Righe da un dataset di puntamento:
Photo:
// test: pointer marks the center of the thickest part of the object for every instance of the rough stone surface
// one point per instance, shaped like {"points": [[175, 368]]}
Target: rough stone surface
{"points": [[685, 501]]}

▶ Lavoro da svolgere: Riscrivi per intero tutte le righe delle voci qui sopra, aggiungendo 127 a ciascuna coordinata presente nelle risposte e lasciando invariato tutto il resto.

▶ Risultato corretto:
Photo:
// test: pointer marks the center of the thickest part of the object for every instance of the rough stone surface
// one point per instance, shaped like {"points": [[175, 368]]}
Target: rough stone surface
{"points": [[812, 628]]}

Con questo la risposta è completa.